→ Текст страницы:
== == ==
Нашей центральной проблемой является строение сознания, возможность человека выйти за пределы непосредственного, чувственного отражения действительности, анализ способности отражать мир в сложных, отвлеченных связях и отношениях, глубже, чем это может отражать чувственное восприятие. Мы говорили, что это отвлеченное и обобщенное отражение мира и отвлеченное мышление осуществляются при ближайшем участии языка.
Возникает главный вопрос: как же построен язык, который позволяет отвлекать и обобщать признаки внешнего мира, иначе говоря, формировать понятие? Какие особенности языка позволяют делать выводы, умозаключения и обеспечивают психологическую основу дискурсивного мышления? Наконец, какие особенности языка позволяют ему передавать опыт, накопленный поколениями, т.е. обеспечивают тот путь психологического развития, который отличает человека от животных?
Нам уже известно, что язык является сложной системой кодов, которая сформировалась в общественной история. Обратимся теперь к более подробному анализу строения языка, остановившись на этой проблеме в той мере, в которой это необходимо для психологического анализа передачи информации и для изучения механизмов сознательной психической деятельности человека. Прежде всего нас будет интересовать слово и его семантическое строение, т.е. слово как носитель определенного значения. Как известно, слово является основным элементом языка. Слово обозначает вещи, слово выделяет признаки, действия, отношения. Слово объединяет объекты в известные системы, иначе говоря, кодирует наш опыт.
Как же возникло слово, являющееся основным средством кодирования и передачи опыта? Как же построена смысловая (семантическая) структура слова, что именно в структуре слова позволяет ему выполнять эту основную роль обозначения вещей,
О рождении слова и праязыке в праистории можно только догадываться. Однако несмотря на то, что существует значительное число теорий, которые пытаются объяснить происхождение слова, мы знаем о происхождении слова и о рождении языка очень мало. Ясно лишь, что слово, как клеточка языка, имеет не только аффективные корни. Если бы это было иначе, то тогда так называемый «язык» животного, который, как мы говорили, является выражением аффективных состояний, ничем не отличался бы от языка человека. Ясно, что эта линия выражения состояния в известных звуках или жестах является тупиковой линией развития. Она не ведет к возникновению слова как системы кодов языка. Источники языка и слова другие.
Есть все основания думать, что слово как знак, обозначающий предмет, возникло из труда, из предметного действия и что в-истории труда и общения, как на это многократно указывал Энгельс, нужно искать корни, которые привели к рождению первого слова.
== == ==
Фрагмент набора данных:
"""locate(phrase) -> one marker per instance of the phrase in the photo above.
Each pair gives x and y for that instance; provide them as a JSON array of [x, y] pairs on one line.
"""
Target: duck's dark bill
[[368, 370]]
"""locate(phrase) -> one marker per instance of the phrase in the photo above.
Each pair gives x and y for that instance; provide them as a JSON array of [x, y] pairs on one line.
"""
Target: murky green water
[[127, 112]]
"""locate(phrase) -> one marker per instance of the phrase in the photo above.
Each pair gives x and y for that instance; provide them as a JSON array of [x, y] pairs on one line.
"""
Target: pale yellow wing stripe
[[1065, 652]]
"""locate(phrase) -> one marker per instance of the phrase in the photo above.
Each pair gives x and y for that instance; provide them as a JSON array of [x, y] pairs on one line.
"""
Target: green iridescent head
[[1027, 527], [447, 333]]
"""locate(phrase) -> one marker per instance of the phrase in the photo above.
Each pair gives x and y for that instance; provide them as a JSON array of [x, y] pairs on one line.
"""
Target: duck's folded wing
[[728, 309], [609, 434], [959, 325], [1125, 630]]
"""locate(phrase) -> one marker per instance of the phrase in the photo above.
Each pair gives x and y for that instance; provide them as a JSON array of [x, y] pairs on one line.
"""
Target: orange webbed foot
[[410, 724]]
== == ==
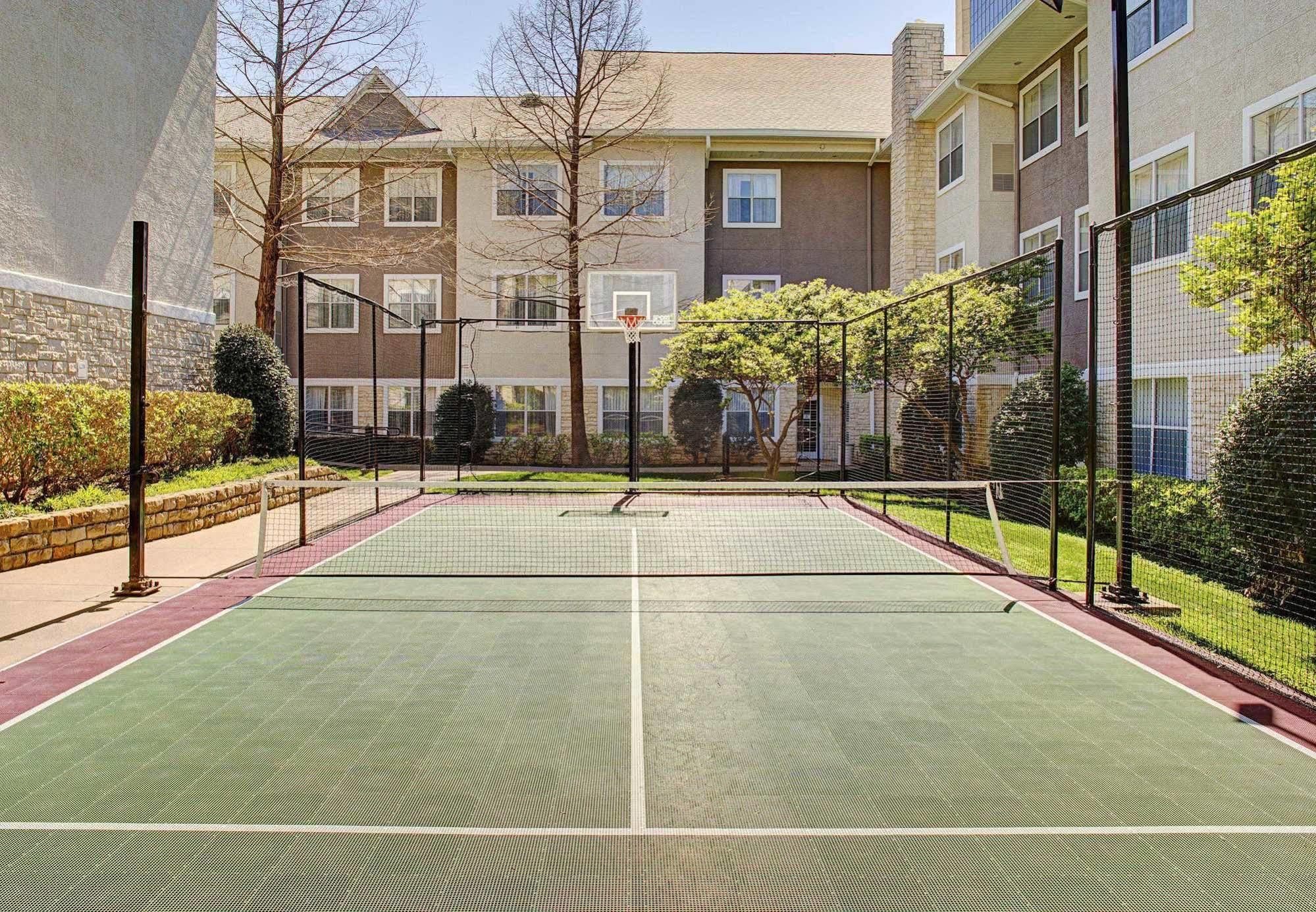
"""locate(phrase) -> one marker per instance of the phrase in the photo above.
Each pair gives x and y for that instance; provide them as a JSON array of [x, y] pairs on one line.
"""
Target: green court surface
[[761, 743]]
== == ==
→ Задание: Перескажите короче абзац текста о языке и сознании, начинающийся словами «О рождении слова и праязыке», сохранив его основные факты. Эти записи взяты из другого источника.

→ Результат задания: О рождении слова и праязыке можно лишь догадываться: теорий много, но знаем мы об этом очень мало. Ясно только, что корни слова не исключительно аффективные, иначе «язык» животных, выражающий аффективные состояния, не отличался бы от человеческого. Выражение состояний звуками или жестами — тупиковая линия развития, которая не ведет к слову как системе кодов языка. У языка и слова другие источники.